Coordinate labeling data:
┌────────

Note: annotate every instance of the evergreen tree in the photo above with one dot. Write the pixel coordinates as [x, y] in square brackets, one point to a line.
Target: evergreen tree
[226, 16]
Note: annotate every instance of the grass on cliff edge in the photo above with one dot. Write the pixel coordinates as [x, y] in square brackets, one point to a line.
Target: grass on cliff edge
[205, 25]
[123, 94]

└────────
┌────────

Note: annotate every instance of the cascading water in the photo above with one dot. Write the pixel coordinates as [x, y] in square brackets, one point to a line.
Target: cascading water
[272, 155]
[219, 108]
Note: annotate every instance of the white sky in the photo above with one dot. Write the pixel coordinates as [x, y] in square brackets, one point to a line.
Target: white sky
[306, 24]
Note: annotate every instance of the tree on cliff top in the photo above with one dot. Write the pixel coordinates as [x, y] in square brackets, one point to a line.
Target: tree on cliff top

└────────

## WORK REQUIRED
Rewrite the records from the line with "Note: annotate every instance of the white" to the line with "Target: tree on cliff top", replacing "white sky" with "overcast sky" and leaving everything else unchanged.

## SOLUTION TO THE PROBLEM
Note: annotate every instance of the overcast sky in the photo above with one dot. Write the pixel coordinates as [x, y] in square brackets, one point to a line.
Target: overcast sky
[306, 24]
Note: annotate every instance of the tree on cliff top in the photo above with one dot. Write the pixel coordinates as [x, y] in square brackets, one point to a line.
Target: tree on cliff top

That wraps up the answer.